┌─ Supplied records

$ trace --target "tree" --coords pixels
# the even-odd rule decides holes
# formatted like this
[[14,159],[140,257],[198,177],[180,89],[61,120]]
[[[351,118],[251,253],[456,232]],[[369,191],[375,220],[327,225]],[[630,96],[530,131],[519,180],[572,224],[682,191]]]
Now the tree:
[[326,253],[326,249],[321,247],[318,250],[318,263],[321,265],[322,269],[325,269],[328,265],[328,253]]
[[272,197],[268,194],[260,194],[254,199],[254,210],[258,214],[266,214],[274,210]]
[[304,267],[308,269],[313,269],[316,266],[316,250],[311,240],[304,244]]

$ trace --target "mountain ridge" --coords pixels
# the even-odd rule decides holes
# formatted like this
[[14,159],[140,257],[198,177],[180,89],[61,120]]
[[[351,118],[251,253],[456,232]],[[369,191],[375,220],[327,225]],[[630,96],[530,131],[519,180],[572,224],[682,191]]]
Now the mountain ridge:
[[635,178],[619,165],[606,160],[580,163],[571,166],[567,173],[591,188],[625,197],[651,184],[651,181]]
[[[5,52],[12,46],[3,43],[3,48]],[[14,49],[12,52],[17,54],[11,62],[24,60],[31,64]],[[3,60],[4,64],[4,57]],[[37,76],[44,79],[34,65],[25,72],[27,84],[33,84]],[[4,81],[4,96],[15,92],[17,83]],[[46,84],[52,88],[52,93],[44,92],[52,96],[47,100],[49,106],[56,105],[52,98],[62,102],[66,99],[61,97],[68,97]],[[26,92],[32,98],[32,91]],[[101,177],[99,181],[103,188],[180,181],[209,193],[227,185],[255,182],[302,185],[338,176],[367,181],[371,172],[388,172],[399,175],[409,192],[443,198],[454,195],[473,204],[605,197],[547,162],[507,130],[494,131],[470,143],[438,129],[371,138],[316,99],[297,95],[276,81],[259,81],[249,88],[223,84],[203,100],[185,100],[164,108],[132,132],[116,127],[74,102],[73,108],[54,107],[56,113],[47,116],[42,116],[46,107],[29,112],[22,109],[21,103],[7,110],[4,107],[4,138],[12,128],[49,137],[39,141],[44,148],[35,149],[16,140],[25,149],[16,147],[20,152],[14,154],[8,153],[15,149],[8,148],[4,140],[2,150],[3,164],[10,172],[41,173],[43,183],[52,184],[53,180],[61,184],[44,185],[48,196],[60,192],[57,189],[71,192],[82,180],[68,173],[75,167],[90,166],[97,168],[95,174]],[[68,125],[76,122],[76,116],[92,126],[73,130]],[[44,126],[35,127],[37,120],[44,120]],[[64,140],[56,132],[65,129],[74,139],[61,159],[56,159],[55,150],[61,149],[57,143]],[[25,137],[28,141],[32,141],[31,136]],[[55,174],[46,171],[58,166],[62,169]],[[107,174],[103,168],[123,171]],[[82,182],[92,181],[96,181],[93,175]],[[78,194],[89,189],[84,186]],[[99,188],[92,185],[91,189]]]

└─

▸ **Written request**
Write out every line from the records above, word for word.

▸ **Response to the task**
$ trace --target "tree" --coords pixels
# the even-odd rule decides holes
# formatted like this
[[14,159],[140,257],[198,177],[180,89],[61,120]]
[[[351,118],[251,253],[456,232]],[[369,191],[375,220],[327,225]],[[630,96],[530,131],[519,180],[572,224],[682,191]]]
Now the tree:
[[326,253],[326,249],[321,247],[318,250],[318,263],[321,265],[322,269],[325,269],[328,265],[328,253]]
[[272,197],[268,194],[260,194],[254,199],[254,210],[258,214],[266,214],[274,210]]
[[304,267],[308,269],[313,269],[316,266],[316,250],[311,240],[304,244]]

$ trace --target "mountain ridge" --coords pixels
# the even-odd rule decides holes
# formatted like this
[[14,159],[140,257],[198,177],[180,89],[61,120]]
[[[351,118],[251,253],[456,232]],[[369,191],[375,220],[327,225]],[[630,96],[530,131],[519,180],[572,224],[682,191]]]
Now the mountain ridge:
[[635,178],[619,165],[606,160],[580,163],[571,166],[567,173],[591,188],[625,197],[651,184],[651,181]]
[[[5,52],[12,46],[3,43],[3,48]],[[14,49],[12,52],[17,54],[11,62],[24,60],[31,64]],[[3,60],[4,64],[4,57]],[[37,76],[44,79],[34,65],[25,72],[27,84],[33,84]],[[4,81],[4,96],[15,92],[17,83]],[[46,84],[52,88],[52,93],[44,92],[52,96],[47,100],[49,106],[56,105],[52,98],[62,102],[66,99],[61,97],[68,97]],[[26,92],[32,98],[32,91]],[[101,177],[99,181],[103,188],[180,181],[209,193],[227,185],[255,182],[302,185],[338,176],[367,181],[371,172],[388,172],[399,175],[409,192],[443,198],[454,195],[473,204],[605,197],[547,162],[507,130],[494,131],[470,143],[438,129],[371,138],[316,99],[297,95],[276,81],[259,81],[249,88],[223,84],[203,100],[185,100],[164,108],[132,132],[116,127],[74,102],[73,108],[54,107],[56,113],[47,116],[42,116],[46,107],[29,112],[22,109],[21,103],[7,110],[4,107],[4,138],[12,128],[49,137],[39,141],[44,148],[35,149],[16,140],[25,149],[16,147],[20,152],[14,154],[8,153],[15,149],[8,148],[4,140],[2,150],[3,164],[10,172],[41,173],[43,183],[52,184],[53,180],[61,184],[44,185],[48,196],[60,192],[57,189],[71,192],[82,180],[68,173],[75,167],[90,166],[97,168],[95,174]],[[68,125],[76,122],[76,116],[92,126],[73,130]],[[44,126],[35,127],[37,120],[44,120]],[[64,140],[56,132],[65,129],[74,139],[61,159],[56,159],[55,150],[61,149],[57,143]],[[25,137],[28,141],[32,141],[31,136]],[[55,174],[46,171],[58,166],[62,169]],[[107,174],[103,168],[123,171]],[[82,182],[92,181],[96,181],[93,175]],[[78,194],[89,189],[84,186]],[[99,188],[92,185],[91,189]]]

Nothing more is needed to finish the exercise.